**Stated task A**. In the Kafka forum thread below, rewrite the paragraph beginning "Basically, right now (with ZK down)" as a short list, keeping its main facts.

**Source text**.

1

I've configured a cluster of Kafka brokers and a cluster of Zk instances using kafka_2.11-1.1.0 distribution archive.

For Kafka brokers I've configured config/server.properties

broker.id=1,2,3
zookeeper.connect=box1:2181,box2:2181,box3:2181

For Zk instances I've configured config/zookeeper.properties:

server.1=box1:2888:3888
server.2=box3:2888:3888
server.3=box3:2888:3888

I've created a basic producer and a basic consumer and I don't know why I am able to write messages / read messages even if I shut down all the Zookeeper instances and have all the Kafka brokers up and running. Even booting up new consumers, producers works without any issue.

I thought having a quorum of Zk instances is a vital point for a Kafka cluster.

For both consumer and producer, I've used following configuration:

bootrapServers=box1:9092,box2:9092,box3:9092

Thanks

Cristi
  • 180
  • 15

1 Answers1

3

I thought having a quorum of Zk instances is a vital point for a Kafka cluster.

Zookeeper quorum is vital for managing partition lists, leaders, etc. In general, ZK is necessary for management that is done by the cluster coordinator in the cluster.

Basically, right now (with ZK down), you cannot modify topics (as the partition metadata is stored in ZK), start up / shut down brokers (as they use ZK for discovery) and other similar operations.

Even booting up new consumers, producers works without any issue.

Producer/consumer operations reach out to brokers only. The broker instance can still append to the log, and can still communicate with other brokers to have replication. So it is possible to send a message, get it received by broker and saved to disk, with other brokers replicating (as they are continuously sending fetch requests to the leader (and they know who this partition's leader is because they saved that data when ZK was still running)).

**Data shown**.

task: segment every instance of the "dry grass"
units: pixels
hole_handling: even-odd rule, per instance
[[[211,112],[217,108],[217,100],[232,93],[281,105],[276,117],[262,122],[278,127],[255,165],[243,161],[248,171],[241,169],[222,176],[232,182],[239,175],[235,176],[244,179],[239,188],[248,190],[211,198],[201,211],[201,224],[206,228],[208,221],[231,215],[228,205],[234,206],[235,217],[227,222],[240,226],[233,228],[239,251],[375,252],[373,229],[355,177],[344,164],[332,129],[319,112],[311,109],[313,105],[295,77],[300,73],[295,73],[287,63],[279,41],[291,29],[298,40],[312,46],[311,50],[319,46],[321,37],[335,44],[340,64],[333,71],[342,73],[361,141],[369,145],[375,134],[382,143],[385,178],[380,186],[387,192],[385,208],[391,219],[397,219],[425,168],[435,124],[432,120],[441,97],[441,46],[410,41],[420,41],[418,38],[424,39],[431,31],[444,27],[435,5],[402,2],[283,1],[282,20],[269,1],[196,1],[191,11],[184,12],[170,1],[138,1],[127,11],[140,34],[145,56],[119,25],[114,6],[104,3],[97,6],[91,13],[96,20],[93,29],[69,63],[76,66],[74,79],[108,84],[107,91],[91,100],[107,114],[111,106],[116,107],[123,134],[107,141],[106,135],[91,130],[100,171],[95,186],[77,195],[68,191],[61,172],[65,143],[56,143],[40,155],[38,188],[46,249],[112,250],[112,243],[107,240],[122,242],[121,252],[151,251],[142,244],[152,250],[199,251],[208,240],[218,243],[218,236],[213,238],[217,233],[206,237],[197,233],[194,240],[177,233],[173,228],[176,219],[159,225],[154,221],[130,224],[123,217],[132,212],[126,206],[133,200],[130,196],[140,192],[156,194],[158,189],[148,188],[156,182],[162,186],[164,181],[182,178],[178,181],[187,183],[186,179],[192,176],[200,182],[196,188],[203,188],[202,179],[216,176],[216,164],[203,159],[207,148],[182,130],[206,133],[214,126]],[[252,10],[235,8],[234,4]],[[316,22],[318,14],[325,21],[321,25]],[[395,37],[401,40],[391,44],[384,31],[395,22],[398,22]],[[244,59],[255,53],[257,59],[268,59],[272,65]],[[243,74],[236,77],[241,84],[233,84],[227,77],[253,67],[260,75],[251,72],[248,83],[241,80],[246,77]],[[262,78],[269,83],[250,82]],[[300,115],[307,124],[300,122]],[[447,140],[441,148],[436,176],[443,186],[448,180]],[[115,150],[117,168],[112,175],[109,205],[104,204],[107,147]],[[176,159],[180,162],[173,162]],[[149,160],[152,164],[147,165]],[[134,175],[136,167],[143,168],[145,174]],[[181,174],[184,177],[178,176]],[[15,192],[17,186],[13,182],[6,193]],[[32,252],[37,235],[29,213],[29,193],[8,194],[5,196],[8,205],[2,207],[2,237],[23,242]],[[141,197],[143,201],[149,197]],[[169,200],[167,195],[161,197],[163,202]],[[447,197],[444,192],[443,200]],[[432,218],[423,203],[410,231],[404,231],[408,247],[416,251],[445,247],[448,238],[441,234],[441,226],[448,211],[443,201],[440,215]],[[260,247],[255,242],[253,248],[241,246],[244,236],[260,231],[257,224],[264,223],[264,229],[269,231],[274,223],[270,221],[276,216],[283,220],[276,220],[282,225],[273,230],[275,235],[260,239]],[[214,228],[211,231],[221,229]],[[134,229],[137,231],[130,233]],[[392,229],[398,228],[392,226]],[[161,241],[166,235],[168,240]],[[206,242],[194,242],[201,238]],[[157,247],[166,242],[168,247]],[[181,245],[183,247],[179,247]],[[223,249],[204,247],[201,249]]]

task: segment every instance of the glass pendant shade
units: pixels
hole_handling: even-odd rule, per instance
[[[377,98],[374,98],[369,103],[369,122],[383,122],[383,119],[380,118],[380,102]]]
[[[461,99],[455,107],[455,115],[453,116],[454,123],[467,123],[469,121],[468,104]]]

**Stated task B**. Put the records from the line with "task: segment every instance of the glass" up to and including the last line of the records into a Markdown table with the columns No. and Line, leaving out any blank lines.

**Solution A**.
With ZooKeeper down:
- Topics cannot be modified, because partition metadata is stored in ZooKeeper.
- Brokers cannot be started up or shut down, because they use ZooKeeper for discovery.
- Other similar operations are also unavailable.

**Solution B**.
| No. | Line |
|---|---|
| 1 | task: segment every instance of the glass pendant shade |
| 2 | units: pixels |
| 3 | hole_handling: even-odd rule, per instance |
| 4 | [[[377,98],[374,98],[369,103],[369,122],[383,122],[383,119],[380,118],[380,102]]] |
| 5 | [[[461,99],[455,107],[455,115],[453,116],[454,123],[467,123],[469,121],[468,104]]] |